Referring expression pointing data
● ● ● ● ●
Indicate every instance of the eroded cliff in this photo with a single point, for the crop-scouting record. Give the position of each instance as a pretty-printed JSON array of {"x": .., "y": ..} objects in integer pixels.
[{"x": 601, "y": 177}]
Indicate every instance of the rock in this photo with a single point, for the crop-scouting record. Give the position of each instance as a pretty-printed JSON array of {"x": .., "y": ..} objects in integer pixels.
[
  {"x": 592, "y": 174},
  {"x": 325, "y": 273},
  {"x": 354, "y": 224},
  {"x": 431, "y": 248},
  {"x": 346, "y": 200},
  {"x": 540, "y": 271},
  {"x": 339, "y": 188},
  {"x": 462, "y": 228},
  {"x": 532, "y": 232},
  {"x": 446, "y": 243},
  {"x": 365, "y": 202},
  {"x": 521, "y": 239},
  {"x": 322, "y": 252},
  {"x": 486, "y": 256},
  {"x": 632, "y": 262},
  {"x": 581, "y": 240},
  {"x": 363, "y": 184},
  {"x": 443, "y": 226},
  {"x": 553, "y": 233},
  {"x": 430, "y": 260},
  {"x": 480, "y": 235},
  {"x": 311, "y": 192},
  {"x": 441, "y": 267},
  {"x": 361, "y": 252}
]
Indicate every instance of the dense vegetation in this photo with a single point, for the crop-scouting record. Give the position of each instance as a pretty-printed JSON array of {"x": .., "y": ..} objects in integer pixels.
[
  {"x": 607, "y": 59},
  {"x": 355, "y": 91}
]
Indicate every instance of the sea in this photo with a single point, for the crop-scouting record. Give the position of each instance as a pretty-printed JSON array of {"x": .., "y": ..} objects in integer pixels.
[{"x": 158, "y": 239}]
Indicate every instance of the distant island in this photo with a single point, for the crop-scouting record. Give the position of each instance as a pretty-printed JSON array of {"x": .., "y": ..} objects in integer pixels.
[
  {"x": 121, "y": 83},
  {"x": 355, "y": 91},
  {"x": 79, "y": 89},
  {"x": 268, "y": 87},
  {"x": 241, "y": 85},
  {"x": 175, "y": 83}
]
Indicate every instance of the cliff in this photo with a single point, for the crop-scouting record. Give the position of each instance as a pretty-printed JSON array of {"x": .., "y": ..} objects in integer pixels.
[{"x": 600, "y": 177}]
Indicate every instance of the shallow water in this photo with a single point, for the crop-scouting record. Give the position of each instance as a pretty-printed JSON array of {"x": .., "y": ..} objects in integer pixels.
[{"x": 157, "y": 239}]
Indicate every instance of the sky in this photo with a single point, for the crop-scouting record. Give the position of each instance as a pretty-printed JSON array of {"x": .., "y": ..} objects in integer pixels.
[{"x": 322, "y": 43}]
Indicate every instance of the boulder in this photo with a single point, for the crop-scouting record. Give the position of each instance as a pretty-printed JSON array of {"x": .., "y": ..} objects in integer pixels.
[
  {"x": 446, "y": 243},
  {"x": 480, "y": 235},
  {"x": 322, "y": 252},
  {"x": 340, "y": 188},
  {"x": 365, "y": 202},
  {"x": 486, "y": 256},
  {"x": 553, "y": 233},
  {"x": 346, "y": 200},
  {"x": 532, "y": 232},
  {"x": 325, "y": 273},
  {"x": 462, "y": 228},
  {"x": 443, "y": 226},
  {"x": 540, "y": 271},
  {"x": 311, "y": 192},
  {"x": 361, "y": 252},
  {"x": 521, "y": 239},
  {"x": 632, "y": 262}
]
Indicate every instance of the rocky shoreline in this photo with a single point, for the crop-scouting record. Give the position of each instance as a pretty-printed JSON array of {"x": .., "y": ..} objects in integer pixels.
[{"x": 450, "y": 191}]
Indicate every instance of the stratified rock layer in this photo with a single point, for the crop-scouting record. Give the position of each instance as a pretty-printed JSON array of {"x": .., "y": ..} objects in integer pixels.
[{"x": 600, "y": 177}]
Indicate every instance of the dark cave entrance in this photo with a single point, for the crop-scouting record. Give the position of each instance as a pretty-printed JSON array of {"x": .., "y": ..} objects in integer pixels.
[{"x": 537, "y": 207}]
● ● ● ● ●
*PROMPT:*
Exactly as shown, repeat every record.

*REPLY TO THE TASK:*
Indicate every instance of the eroded cliff in this photo with a single point, for the crop-scouting record. Give the position of each instance as a pretty-printed JSON array of {"x": .., "y": ..} objects in integer pixels.
[{"x": 601, "y": 177}]
Indicate every instance of the rock in this photo with a single point, for the crop-scouting record. Give the position of each instance as a pretty-printed JSON array of {"x": .., "y": ..} objects in integer pixels.
[
  {"x": 592, "y": 174},
  {"x": 325, "y": 273},
  {"x": 354, "y": 224},
  {"x": 431, "y": 248},
  {"x": 346, "y": 200},
  {"x": 540, "y": 271},
  {"x": 339, "y": 188},
  {"x": 462, "y": 228},
  {"x": 532, "y": 232},
  {"x": 446, "y": 243},
  {"x": 365, "y": 202},
  {"x": 521, "y": 239},
  {"x": 322, "y": 252},
  {"x": 486, "y": 256},
  {"x": 632, "y": 262},
  {"x": 581, "y": 240},
  {"x": 363, "y": 184},
  {"x": 443, "y": 226},
  {"x": 553, "y": 233},
  {"x": 430, "y": 260},
  {"x": 480, "y": 235},
  {"x": 311, "y": 192},
  {"x": 441, "y": 267},
  {"x": 361, "y": 252}
]
Indicate every instance of the dense vegetation in this photo with a single point, for the crop-scouting record. Give the position of each instance as a pretty-printed JSON array of {"x": .., "y": ..} objects in integer pixels.
[
  {"x": 607, "y": 59},
  {"x": 355, "y": 91}
]
Indicate every instance of the sea in this photo with a single point, for the crop-scouting record. Give the position of each instance as a pretty-printed JSON array of {"x": .., "y": ..} objects in integer pixels.
[{"x": 158, "y": 239}]
Indicate every instance of the distant island in this photo with a single point, for the crop-scouting record. Give the position of each instance as a pretty-printed JSON array of {"x": .., "y": ..} objects in integer pixels.
[
  {"x": 121, "y": 83},
  {"x": 355, "y": 91},
  {"x": 79, "y": 89},
  {"x": 268, "y": 87},
  {"x": 241, "y": 85},
  {"x": 175, "y": 83}
]
Indicate every instance of the cliff in this photo with a single point, for the crop-scouting record. Give the position of each instance as a pretty-printed JSON array of {"x": .., "y": ..} objects in integer pixels.
[{"x": 600, "y": 177}]
Indicate every instance of the shallow water in this photo with a single point, for the crop-scouting record. Give the position of each instance as a pretty-printed JSON array of {"x": .., "y": ..} objects in integer pixels.
[{"x": 157, "y": 239}]
Indicate every instance of the sky in this photo with a single point, for the crop-scouting record. Give the position of each instance as a pretty-printed JSON array of {"x": .., "y": ..} objects in integer pixels.
[{"x": 322, "y": 43}]
Indicate every instance of the boulder in this photo with a single point, for the crop-scouting record. Give the position of each instance as a pretty-printed JSON array of {"x": .., "y": ..} objects in integer pixels.
[
  {"x": 446, "y": 243},
  {"x": 480, "y": 235},
  {"x": 322, "y": 252},
  {"x": 340, "y": 188},
  {"x": 365, "y": 202},
  {"x": 486, "y": 256},
  {"x": 553, "y": 233},
  {"x": 346, "y": 200},
  {"x": 532, "y": 232},
  {"x": 325, "y": 273},
  {"x": 462, "y": 228},
  {"x": 443, "y": 226},
  {"x": 540, "y": 271},
  {"x": 311, "y": 192},
  {"x": 361, "y": 252},
  {"x": 521, "y": 239},
  {"x": 632, "y": 262}
]
Indicate every instance of the rocky shoreline in this photo with a single point, for the crop-scouting record. Give the position of each instance as a pretty-printed JSON array of {"x": .., "y": ..} objects in integer pixels.
[{"x": 450, "y": 191}]
Indicate every instance of the stratified rock layer in this photo with a single point, for the crop-scouting record. Give the position of each instance as a pretty-printed JSON array of {"x": .., "y": ..} objects in integer pixels.
[{"x": 600, "y": 177}]
Indicate every instance of the dark cave entrance in this photo with a single point, for the crop-scouting record. Give the position of each instance as a pretty-printed JSON array of {"x": .., "y": ..} objects in integer pixels.
[{"x": 537, "y": 207}]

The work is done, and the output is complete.